Within the lines below, find those that hold the string "jacket" and copy each one.
(Beginning of SUPPLIED RECORDS)
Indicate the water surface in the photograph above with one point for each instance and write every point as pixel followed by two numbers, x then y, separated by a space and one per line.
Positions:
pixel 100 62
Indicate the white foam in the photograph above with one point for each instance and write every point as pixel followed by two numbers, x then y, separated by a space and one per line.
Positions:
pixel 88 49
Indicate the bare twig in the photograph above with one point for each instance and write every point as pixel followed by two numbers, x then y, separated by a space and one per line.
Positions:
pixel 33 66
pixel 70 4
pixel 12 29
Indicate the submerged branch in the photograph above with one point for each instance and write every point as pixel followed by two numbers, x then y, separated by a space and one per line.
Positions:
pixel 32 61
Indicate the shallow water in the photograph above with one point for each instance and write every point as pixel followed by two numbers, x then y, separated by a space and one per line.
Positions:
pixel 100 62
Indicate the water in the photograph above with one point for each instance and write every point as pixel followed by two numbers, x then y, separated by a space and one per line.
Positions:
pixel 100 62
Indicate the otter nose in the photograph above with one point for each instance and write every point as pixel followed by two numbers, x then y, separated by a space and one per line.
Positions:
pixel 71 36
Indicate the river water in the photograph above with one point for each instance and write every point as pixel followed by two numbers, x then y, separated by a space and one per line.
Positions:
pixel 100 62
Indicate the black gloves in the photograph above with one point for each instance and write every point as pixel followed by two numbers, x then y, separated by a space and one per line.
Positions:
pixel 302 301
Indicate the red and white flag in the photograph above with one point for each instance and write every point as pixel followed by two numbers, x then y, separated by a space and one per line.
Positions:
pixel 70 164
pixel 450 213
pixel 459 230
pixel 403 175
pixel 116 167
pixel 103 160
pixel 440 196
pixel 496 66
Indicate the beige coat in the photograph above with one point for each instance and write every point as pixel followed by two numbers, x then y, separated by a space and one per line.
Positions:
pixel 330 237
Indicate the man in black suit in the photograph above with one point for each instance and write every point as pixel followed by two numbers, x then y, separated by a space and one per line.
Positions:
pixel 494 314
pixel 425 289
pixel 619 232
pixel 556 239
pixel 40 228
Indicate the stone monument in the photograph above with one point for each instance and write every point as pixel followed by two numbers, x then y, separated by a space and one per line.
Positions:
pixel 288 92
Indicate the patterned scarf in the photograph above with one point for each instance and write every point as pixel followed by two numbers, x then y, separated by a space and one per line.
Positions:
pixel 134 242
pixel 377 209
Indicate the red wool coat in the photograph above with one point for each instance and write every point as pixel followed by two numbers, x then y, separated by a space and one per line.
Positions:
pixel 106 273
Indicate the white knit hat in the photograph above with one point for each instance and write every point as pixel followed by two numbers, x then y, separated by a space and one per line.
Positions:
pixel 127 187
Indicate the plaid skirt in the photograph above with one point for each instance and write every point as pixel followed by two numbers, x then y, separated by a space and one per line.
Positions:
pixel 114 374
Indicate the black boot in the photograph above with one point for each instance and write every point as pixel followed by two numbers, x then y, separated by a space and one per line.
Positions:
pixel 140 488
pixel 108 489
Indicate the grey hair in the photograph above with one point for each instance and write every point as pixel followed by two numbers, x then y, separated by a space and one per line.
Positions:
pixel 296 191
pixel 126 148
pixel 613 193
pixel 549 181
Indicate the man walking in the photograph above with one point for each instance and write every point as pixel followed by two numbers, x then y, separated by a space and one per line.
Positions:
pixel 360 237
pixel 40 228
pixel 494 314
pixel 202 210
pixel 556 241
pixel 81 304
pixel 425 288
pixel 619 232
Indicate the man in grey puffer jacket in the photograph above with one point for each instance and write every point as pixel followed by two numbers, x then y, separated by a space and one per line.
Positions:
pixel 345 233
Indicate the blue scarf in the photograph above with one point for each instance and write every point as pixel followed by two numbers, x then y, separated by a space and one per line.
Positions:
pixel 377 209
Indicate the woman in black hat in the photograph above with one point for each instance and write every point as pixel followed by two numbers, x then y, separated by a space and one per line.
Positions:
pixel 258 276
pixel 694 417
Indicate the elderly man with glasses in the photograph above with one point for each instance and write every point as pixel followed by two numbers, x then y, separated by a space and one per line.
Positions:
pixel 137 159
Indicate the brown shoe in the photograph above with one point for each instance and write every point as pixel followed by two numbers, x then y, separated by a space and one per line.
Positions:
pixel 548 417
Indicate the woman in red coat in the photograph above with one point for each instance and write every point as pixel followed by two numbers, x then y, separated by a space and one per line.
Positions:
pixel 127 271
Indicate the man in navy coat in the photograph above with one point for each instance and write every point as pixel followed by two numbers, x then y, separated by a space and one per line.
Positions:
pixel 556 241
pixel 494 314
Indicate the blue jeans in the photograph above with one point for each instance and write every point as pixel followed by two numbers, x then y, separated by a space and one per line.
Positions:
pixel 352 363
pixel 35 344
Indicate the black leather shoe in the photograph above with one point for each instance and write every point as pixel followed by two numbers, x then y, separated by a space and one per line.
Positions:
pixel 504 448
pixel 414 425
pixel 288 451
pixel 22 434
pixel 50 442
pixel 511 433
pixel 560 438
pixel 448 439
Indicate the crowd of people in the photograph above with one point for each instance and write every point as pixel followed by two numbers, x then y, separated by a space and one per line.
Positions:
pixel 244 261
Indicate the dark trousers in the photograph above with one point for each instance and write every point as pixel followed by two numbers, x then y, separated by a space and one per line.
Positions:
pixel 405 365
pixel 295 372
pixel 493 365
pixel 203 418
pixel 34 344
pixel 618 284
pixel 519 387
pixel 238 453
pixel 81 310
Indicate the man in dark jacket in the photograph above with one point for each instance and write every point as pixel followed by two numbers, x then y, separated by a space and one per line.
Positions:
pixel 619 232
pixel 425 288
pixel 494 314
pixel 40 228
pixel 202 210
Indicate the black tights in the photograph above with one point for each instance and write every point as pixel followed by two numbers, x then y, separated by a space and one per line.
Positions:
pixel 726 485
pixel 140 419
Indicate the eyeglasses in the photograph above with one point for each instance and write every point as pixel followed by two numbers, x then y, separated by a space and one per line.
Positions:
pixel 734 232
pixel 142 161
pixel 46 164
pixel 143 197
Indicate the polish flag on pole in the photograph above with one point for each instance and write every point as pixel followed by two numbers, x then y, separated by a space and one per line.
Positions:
(End of SUPPLIED RECORDS)
## OUTPUT FOR THIS EXERCISE
Indicate the man in grey puffer jacket in the photograph above with one point for each instance and write every point as pixel followed by two numbers, x then y, separated by a space and one per line.
Indicate the man in dark jacket in the photograph above with one point for each instance and write every point as pixel followed by two numbers, x then y, separated by a space and one per line.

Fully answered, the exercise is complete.